Pointing and labeling entries:

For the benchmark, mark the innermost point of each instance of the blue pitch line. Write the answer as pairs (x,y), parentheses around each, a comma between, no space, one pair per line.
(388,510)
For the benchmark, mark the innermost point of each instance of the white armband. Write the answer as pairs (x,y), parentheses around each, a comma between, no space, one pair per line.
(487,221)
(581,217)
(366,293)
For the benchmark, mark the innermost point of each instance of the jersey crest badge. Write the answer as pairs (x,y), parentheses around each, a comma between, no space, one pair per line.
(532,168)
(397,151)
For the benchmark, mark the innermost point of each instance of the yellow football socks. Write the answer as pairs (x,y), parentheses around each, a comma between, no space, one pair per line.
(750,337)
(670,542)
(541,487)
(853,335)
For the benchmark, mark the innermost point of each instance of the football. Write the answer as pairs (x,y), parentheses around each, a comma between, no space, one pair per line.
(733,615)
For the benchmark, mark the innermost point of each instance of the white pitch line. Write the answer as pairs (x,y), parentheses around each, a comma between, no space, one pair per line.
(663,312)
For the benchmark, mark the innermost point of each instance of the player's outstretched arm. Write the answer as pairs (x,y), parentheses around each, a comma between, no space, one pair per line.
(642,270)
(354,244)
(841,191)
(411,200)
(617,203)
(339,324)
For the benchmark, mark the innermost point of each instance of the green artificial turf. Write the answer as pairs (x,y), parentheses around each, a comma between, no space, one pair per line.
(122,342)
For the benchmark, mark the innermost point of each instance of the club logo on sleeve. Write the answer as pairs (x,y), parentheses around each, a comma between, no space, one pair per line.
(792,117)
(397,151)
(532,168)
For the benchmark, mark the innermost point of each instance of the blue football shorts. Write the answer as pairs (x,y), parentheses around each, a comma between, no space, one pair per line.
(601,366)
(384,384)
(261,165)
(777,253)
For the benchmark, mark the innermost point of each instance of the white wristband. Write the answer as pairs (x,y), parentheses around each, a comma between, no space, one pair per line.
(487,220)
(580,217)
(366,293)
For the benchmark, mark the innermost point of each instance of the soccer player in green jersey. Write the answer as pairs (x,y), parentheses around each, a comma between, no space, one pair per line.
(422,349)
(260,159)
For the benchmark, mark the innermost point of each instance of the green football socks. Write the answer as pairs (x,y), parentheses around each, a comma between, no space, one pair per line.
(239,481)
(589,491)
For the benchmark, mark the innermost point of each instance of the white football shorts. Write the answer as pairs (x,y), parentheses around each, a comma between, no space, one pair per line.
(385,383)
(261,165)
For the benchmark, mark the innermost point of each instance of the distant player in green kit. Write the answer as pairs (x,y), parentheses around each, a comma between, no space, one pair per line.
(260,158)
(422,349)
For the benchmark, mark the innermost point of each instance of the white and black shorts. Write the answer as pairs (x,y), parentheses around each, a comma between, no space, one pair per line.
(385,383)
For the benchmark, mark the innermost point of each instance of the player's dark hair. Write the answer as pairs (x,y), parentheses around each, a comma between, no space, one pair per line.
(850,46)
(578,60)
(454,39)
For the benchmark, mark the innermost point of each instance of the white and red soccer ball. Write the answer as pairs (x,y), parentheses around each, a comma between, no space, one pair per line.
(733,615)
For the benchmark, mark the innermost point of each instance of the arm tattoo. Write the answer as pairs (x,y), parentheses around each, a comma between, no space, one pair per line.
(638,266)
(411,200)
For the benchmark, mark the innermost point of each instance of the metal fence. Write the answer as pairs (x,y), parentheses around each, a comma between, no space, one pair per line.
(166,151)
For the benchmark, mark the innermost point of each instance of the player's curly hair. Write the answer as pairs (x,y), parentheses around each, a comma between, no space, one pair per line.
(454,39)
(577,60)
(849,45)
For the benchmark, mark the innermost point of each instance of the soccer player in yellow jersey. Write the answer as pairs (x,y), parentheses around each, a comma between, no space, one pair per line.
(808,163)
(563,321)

→ **DIRECTIONS FOR THIS TASK**: Output all records verbatim.

→ **OUTPUT OF THE EXERCISE**:
For the benchmark, mark the innermost point of each instance of the blue pitch line. Write the answer as pairs (x,y), parentheses around each, a comma between, no space, one pair per line.
(388,510)
For the benchmark, mark the innermost point of each instance of the white armband. Write the answer as pairs (x,y), parentheses around each, a comma between, no space, one pair per line.
(487,221)
(581,217)
(366,293)
For the benchmark, mark the innermost point of each instance of the jersey crest badge. Write the answer as pairs (x,y), parentheses around each, a comma between, no space, one pair per line.
(532,168)
(397,151)
For the benchmark, mark the innermost point of each instance of the yellow football socks. Write the answer as pairs (x,y), parentheses around each, a comma between, no space, one pair per line.
(750,337)
(670,542)
(541,487)
(853,335)
For the benchmark, mark the innermost point of each instance of the football. Write the answer as pairs (x,y), parentheses around each, a comma between, no space, one pair per line.
(733,615)
For the benchmark, mark the innermost point of each instance of the white pitch line. Write the answer as pairs (x,y), parentheses around each, a comma between, no space, one pair per line.
(663,312)
For the benchmark, mark the innermost point of each instance of the player's outstretched arm. Write the answer as pairs (x,y), parentheses around each, a comma between, no space, one pair per line.
(642,270)
(354,244)
(841,191)
(411,200)
(617,203)
(339,324)
For the benchmark, mark the innermost point of each instance of the green artificial turf. Write the answer as pairs (x,y), parentheses around each, a comma between, no space, one pair per line.
(122,342)
For the benchmark, mark the innermost point of each instance of the club logo on sleeve. Write the answer as pairs (x,y), parentheses around each, a comma between, no space, one pair per line.
(792,117)
(397,151)
(532,168)
For the benchmark, mark the innermost point of each instance of the blue football shorts. Write the answer as pairs (x,y), parentheses around each, a comma between, no space, one pair per line.
(601,366)
(384,384)
(261,165)
(777,253)
For the benchmark, mark the innermost point of each instance of the white wristband. Write the answer as pairs (x,y), parentheses around each, a comma between, no space, one pair per line.
(487,220)
(580,217)
(366,293)
For the benchmark, mark the innermost point of each instance of the soccer player in green jersey. Write the answer as pairs (x,y), parentheses around each, a comma between, no space, one pair per line.
(422,349)
(260,159)
For the benchmark, mark the innermost point of each instance of the green football socks. Write the answer as pairs (x,y), parentheses around each, a comma between, no space, one pair per line.
(239,481)
(589,491)
For the benchmark, mark the innermost point of each instance of the white football shorts. Write the answer as pairs (x,y), parentheses around each, a comma between, no space, one pair per line.
(385,383)
(261,165)
For the benchmark, mark the innermost point of each instance of the distant player in green kit. Write the answer as pairs (x,y), parentheses around each, a comma between, no space, one pair per line.
(260,158)
(422,349)
For the benchmark, mark the innermost point of each instance of the white and black shorts. Write the answer as pairs (x,y), parentheses around each, a comma between, no space, one pair per line.
(385,383)
For the benchmark, mark the innermost point of each instance of the player's dark hair. Write the answer as pairs (x,y), parentheses around each, a comma between, no space, one pair per line.
(850,46)
(578,60)
(454,39)
For the benchmark, mark the innermost point of each instance of the white and red soccer ball. Write the answer as pairs (x,y), parentheses around each, a comma between, no space, one pair per line.
(733,615)
For the benchmark, mark the innermost point of each instance of the arm tattoo. Write the answer as pairs (x,y), parentheses around each, a comma between, no space, one pair per line.
(638,266)
(411,200)
For the benchmark, mark the innermost point of each instance of the metal fence. Write the answer as pairs (x,y), parentheses around each, a comma between, no space, one pair per line.
(166,151)
For the benchmark, mark the innermost point of each instance of the player's curly hair. Write the answer as pairs (x,y), parentheses around each, a comma between, no space, one pair per line.
(454,39)
(577,60)
(849,45)
For the benchmark, mark the innermost point of each instance of the soccer player in yellow jersey. Write the answer as pairs (x,y), parentheses around each, a comma between, no space, one pair per line.
(808,163)
(563,321)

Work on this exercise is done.